◆ **Do this**
Count the lines in the records below that contain the string "light", matching case exactly, and reply with the number alone.

**** Record list ****

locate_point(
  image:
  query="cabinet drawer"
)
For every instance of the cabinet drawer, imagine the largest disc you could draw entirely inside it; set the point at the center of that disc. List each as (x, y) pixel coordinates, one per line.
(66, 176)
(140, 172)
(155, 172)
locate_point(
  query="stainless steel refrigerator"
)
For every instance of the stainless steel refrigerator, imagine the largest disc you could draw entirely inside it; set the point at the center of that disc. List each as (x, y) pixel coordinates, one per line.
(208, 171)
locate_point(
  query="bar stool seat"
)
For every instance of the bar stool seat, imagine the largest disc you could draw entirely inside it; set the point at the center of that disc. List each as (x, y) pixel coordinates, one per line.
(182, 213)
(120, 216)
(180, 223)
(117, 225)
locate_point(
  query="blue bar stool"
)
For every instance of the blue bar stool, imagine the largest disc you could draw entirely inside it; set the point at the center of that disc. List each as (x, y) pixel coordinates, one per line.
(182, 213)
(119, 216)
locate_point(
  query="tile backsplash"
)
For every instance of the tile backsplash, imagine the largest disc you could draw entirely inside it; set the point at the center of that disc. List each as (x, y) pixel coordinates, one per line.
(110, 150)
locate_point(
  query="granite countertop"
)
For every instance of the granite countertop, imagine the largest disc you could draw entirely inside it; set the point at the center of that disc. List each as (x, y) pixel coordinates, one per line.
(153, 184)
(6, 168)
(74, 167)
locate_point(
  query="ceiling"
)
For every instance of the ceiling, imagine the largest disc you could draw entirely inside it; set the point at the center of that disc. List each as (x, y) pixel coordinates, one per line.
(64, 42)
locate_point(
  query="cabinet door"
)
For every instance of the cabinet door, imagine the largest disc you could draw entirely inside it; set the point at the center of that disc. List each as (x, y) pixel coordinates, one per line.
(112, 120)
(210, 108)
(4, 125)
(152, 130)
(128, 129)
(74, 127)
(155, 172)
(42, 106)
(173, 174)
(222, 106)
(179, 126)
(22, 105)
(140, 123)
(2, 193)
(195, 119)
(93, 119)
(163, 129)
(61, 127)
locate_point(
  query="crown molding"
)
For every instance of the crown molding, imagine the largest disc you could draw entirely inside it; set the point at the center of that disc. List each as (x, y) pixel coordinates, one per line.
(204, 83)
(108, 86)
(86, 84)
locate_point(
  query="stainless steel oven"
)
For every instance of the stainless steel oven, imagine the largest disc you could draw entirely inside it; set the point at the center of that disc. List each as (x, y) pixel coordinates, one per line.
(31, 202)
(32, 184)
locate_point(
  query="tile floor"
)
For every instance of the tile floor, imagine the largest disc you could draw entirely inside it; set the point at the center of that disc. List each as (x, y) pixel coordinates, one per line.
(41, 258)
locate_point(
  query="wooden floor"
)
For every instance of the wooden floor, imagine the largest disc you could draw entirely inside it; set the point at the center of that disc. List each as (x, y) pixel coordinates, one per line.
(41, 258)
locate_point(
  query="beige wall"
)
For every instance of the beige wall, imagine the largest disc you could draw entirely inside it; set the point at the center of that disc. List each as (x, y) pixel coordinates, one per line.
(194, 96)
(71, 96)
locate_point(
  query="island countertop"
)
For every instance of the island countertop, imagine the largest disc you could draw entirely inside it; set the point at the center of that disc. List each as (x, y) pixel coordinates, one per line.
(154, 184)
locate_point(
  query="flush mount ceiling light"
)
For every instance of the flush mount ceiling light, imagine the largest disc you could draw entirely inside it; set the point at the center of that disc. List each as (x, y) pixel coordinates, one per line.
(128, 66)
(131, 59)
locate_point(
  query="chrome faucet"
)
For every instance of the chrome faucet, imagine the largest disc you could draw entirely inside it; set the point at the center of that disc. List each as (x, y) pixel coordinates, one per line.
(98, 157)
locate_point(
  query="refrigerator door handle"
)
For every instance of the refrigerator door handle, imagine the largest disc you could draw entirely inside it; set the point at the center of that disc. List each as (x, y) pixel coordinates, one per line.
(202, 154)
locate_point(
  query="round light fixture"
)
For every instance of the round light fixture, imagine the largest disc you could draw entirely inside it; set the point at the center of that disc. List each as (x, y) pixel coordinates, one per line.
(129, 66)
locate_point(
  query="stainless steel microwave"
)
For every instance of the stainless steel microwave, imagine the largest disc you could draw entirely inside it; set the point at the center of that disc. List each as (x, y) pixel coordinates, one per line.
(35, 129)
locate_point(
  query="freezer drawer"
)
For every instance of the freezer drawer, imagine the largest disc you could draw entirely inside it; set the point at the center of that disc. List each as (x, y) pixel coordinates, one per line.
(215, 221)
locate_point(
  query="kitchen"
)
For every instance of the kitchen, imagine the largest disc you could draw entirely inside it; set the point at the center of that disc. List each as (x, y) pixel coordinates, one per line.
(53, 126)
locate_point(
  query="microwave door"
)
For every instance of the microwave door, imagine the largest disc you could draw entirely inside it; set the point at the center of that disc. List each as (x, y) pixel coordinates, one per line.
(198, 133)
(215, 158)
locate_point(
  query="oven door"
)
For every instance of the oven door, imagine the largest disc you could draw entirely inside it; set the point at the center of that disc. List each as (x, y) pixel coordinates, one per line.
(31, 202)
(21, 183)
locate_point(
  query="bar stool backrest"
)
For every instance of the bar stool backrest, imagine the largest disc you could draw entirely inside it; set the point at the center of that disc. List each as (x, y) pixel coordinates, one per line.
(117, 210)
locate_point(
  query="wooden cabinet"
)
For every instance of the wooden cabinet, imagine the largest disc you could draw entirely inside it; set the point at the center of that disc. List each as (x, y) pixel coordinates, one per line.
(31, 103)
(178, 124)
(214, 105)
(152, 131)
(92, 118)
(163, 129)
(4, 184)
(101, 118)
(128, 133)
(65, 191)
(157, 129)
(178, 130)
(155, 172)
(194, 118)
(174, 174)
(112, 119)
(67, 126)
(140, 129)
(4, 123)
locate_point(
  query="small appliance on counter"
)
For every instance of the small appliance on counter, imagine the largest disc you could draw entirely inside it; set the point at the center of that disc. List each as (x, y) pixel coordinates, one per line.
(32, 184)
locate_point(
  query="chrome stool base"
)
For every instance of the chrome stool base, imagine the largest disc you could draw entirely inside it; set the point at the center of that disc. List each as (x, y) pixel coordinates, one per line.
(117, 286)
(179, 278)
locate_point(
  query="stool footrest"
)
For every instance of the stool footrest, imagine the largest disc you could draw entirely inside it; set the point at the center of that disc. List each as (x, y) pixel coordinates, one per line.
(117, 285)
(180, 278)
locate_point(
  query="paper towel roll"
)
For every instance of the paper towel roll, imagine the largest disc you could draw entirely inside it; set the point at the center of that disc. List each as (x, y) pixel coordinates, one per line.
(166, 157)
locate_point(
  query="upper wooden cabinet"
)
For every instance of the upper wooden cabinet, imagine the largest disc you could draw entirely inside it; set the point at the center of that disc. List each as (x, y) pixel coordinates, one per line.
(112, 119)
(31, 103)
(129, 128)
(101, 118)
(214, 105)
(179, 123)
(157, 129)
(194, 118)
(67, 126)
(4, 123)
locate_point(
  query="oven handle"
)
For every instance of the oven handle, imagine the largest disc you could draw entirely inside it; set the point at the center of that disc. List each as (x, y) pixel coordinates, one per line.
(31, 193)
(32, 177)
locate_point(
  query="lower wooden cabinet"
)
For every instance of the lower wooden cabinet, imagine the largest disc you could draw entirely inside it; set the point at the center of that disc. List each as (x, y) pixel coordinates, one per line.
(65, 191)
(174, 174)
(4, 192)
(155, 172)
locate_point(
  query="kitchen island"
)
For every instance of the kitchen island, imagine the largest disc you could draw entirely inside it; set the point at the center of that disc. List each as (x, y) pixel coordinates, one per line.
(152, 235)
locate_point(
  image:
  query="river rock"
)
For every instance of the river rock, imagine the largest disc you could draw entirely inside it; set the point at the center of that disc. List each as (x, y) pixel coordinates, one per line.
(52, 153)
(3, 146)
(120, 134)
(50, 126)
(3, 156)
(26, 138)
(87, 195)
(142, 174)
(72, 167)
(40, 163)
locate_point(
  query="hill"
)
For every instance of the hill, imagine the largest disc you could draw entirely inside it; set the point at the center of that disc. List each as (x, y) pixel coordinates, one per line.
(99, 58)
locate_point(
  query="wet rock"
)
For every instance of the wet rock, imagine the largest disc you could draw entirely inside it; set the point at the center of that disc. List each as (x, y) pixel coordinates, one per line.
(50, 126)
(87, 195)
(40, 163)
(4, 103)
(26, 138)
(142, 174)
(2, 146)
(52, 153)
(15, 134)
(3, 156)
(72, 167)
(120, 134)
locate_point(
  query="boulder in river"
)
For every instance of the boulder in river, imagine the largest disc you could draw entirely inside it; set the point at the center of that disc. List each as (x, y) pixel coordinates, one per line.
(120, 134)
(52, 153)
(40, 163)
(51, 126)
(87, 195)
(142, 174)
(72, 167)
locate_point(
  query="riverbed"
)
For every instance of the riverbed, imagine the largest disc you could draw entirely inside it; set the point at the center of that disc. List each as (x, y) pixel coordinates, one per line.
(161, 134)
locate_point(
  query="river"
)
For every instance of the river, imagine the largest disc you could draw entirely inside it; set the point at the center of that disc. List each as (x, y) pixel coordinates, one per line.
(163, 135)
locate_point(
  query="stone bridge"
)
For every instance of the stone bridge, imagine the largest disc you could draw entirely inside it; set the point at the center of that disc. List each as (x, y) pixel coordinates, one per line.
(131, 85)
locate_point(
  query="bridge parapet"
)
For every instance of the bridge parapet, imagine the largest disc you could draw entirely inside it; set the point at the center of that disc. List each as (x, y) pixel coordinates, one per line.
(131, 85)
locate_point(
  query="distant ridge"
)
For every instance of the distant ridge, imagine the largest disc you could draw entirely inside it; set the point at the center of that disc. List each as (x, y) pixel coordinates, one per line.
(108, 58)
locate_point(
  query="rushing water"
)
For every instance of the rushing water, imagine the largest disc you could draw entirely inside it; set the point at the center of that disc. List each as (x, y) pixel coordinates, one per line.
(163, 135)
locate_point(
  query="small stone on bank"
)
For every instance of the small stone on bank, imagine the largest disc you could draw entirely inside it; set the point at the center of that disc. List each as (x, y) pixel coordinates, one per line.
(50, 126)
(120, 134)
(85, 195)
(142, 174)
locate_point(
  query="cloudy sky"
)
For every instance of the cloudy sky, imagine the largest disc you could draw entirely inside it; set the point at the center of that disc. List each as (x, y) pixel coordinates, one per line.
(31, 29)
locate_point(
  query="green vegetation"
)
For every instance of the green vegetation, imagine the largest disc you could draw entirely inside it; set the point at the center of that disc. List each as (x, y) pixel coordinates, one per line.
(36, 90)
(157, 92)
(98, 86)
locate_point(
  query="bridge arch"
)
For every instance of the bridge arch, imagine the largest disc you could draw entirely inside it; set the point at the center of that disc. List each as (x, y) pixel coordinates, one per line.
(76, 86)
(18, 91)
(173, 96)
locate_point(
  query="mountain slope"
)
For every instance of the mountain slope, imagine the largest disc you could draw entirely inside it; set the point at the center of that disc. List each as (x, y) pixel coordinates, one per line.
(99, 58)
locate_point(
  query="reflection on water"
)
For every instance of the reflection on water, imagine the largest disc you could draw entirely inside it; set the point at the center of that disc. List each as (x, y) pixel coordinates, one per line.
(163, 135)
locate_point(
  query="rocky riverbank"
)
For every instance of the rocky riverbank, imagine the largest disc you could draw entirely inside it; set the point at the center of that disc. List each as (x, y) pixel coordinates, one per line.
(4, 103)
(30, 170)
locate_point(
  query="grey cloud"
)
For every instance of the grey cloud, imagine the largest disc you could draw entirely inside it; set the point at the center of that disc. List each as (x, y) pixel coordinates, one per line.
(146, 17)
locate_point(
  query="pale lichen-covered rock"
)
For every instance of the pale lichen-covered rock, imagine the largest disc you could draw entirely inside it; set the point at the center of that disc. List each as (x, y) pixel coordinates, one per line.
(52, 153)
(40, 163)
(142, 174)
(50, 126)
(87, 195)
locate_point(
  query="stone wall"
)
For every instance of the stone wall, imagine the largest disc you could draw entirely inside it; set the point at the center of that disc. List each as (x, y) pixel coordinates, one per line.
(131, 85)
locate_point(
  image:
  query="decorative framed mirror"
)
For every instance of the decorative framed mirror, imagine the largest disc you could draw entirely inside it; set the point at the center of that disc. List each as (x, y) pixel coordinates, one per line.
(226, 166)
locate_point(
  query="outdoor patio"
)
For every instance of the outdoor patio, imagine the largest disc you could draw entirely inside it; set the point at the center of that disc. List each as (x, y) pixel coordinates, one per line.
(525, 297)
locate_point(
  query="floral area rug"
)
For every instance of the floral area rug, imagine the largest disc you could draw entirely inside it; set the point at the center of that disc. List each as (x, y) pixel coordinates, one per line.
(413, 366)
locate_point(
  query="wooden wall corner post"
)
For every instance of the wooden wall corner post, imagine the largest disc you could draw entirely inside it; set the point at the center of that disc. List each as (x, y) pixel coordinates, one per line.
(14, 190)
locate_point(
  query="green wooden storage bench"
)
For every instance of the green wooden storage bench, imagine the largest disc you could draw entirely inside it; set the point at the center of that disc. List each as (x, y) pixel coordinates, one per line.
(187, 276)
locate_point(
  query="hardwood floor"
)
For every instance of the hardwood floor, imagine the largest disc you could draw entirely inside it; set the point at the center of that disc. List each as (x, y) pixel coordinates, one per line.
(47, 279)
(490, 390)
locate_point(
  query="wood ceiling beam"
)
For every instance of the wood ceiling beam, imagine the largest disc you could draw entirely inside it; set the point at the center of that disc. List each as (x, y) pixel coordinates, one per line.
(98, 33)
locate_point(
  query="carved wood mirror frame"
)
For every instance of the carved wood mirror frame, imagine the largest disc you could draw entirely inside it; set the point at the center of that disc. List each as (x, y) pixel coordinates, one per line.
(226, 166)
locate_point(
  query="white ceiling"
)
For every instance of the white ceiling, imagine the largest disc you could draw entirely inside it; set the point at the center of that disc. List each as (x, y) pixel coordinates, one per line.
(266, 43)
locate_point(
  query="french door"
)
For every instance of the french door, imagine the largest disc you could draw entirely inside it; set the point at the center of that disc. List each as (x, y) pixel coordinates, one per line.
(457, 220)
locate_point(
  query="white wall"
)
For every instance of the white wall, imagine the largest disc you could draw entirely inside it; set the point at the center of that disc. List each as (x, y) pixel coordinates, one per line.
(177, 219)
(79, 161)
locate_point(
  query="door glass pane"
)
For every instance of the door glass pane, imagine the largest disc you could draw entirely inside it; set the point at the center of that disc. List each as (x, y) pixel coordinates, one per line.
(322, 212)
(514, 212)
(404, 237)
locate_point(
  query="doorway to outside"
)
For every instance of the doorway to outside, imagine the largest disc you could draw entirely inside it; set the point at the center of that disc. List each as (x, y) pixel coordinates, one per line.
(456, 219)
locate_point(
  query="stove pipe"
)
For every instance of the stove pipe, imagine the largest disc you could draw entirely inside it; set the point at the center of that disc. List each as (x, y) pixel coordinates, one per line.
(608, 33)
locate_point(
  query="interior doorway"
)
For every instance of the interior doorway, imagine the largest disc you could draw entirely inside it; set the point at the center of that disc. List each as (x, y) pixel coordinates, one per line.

****

◆ **Response to this exercise**
4